PROBLEM DESCRIPTION: Revise the items below so that every occurrence of "outline" becomes "trace", with all other text left unchanged. Leave the pictures out of your answer.

INFORMATION PROVIDED:

>>>

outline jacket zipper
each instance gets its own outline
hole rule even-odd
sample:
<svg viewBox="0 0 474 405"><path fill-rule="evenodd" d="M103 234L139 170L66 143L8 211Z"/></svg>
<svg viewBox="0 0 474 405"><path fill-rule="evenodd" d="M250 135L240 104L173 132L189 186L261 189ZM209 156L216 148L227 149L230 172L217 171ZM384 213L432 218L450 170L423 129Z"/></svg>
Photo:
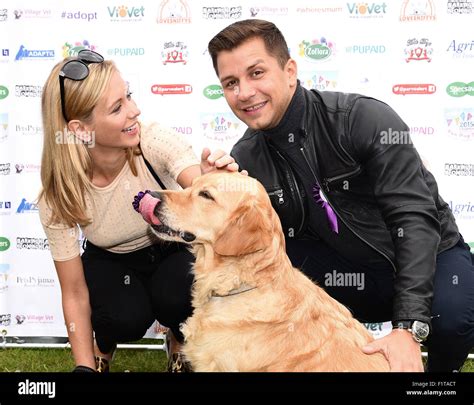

<<<

TASK RESPONSE:
trace jacket zipper
each instance gets its own trace
hole rule even-odd
sample:
<svg viewBox="0 0 474 405"><path fill-rule="evenodd" d="M103 234L139 170L66 143L8 211Z"/></svg>
<svg viewBox="0 0 474 405"><path fill-rule="evenodd" d="M250 135L240 104L173 132L189 186L261 189ZM209 156L216 148L227 149L230 172L217 171ZM384 213L432 218L450 170L423 129Z"/></svg>
Photo:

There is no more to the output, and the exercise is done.